Copy the records from the start through the line containing "132], [179, 132]]]", changing "tomato on the vine" to "vine-ripened tomato" and leaving everything else untouched.

┄┄┄┄┄┄

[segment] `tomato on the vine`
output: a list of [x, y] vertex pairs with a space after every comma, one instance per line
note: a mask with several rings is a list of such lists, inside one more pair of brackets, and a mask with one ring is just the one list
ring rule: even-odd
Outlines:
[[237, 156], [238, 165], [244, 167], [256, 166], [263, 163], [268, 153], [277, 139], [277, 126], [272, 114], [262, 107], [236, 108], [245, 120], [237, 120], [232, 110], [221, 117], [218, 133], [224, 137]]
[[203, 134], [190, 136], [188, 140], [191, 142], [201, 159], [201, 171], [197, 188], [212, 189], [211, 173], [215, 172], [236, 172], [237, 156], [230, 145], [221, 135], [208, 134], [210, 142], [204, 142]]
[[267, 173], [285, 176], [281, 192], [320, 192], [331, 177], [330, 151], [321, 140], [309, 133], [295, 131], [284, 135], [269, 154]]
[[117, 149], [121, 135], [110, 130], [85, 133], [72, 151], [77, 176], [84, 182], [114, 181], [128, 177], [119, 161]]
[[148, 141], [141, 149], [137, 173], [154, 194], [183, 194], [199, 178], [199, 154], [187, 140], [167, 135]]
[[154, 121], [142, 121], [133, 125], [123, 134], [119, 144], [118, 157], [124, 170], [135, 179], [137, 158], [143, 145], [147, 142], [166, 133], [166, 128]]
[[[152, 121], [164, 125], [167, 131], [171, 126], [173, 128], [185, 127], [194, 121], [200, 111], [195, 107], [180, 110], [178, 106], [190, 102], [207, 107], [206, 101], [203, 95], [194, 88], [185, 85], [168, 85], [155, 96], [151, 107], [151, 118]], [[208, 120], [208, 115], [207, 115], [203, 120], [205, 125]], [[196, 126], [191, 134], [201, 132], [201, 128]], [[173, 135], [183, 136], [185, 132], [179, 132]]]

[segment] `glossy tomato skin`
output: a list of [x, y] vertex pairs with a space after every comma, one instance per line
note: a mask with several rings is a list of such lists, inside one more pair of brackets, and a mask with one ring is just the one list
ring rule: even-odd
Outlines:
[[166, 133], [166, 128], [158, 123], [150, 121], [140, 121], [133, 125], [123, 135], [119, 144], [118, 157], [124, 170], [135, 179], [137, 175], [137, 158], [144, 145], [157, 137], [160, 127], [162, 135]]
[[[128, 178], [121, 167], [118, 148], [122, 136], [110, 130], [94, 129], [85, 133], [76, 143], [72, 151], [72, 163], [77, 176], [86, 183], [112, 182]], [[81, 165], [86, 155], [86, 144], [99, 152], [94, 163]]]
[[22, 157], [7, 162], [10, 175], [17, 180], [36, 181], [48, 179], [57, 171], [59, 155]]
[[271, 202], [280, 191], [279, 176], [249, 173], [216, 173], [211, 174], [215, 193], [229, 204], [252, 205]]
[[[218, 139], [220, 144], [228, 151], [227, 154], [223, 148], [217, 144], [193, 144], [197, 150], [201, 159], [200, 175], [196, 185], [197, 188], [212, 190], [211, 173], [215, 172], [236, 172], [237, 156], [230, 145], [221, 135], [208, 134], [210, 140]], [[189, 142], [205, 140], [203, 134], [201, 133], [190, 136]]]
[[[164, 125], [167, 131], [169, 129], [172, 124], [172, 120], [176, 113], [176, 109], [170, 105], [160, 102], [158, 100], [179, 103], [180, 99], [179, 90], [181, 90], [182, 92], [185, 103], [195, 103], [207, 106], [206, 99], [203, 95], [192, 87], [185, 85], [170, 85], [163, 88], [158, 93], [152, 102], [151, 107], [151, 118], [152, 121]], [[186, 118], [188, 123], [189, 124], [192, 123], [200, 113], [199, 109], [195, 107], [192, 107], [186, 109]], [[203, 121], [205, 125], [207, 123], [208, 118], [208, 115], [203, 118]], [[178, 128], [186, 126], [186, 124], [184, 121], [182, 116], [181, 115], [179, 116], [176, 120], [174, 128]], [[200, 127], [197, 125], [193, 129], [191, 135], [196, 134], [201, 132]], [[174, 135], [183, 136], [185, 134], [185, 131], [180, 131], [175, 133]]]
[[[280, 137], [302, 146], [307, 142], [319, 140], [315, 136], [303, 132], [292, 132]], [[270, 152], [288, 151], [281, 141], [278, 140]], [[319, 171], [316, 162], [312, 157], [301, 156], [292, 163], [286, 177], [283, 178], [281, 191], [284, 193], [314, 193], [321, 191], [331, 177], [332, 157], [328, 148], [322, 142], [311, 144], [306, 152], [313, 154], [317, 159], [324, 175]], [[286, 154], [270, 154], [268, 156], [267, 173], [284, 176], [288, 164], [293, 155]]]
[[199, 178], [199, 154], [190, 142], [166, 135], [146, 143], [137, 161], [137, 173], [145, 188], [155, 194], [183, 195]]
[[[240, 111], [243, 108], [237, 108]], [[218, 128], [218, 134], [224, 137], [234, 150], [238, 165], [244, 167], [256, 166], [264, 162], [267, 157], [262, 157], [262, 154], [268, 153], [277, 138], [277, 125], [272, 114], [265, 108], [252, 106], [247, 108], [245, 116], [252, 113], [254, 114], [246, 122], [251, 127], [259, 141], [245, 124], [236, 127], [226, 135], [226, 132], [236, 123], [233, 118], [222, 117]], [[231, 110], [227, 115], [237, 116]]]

┄┄┄┄┄┄

--- Exercise answer ---
[segment] `vine-ripened tomato`
output: a list of [x, y] vertex pairs with a space after every comma, one instance per line
note: a mask with several rings is a list of such lists, inside one more pair of brackets, and a mask with one ring is just the one list
ring rule: even-odd
Outlines:
[[237, 156], [238, 165], [244, 167], [256, 166], [263, 163], [268, 153], [277, 139], [277, 126], [272, 114], [262, 107], [236, 108], [245, 120], [237, 120], [232, 110], [221, 117], [218, 133], [224, 137]]
[[203, 134], [190, 136], [188, 140], [191, 142], [201, 159], [201, 171], [197, 188], [212, 189], [211, 173], [215, 172], [236, 172], [237, 156], [230, 145], [221, 135], [208, 134], [210, 142], [204, 142]]
[[267, 173], [285, 176], [281, 192], [320, 192], [331, 177], [330, 151], [321, 140], [309, 133], [295, 131], [284, 135], [269, 154]]
[[117, 149], [121, 135], [110, 130], [85, 133], [72, 151], [77, 176], [84, 182], [114, 181], [128, 177], [119, 161]]
[[148, 141], [141, 149], [137, 173], [154, 194], [183, 194], [199, 178], [199, 154], [187, 140], [167, 135]]
[[154, 121], [142, 121], [133, 125], [123, 134], [119, 144], [118, 157], [124, 170], [135, 179], [137, 158], [143, 145], [147, 142], [166, 133], [166, 128]]
[[[152, 121], [164, 125], [167, 131], [171, 126], [173, 128], [185, 127], [194, 121], [200, 111], [195, 107], [180, 110], [178, 106], [190, 102], [207, 107], [206, 101], [203, 95], [194, 88], [185, 85], [168, 85], [155, 96], [151, 107], [151, 118]], [[208, 120], [208, 115], [207, 115], [203, 120], [205, 125]], [[196, 126], [191, 134], [201, 132], [201, 128]], [[173, 135], [183, 136], [185, 132], [179, 132]]]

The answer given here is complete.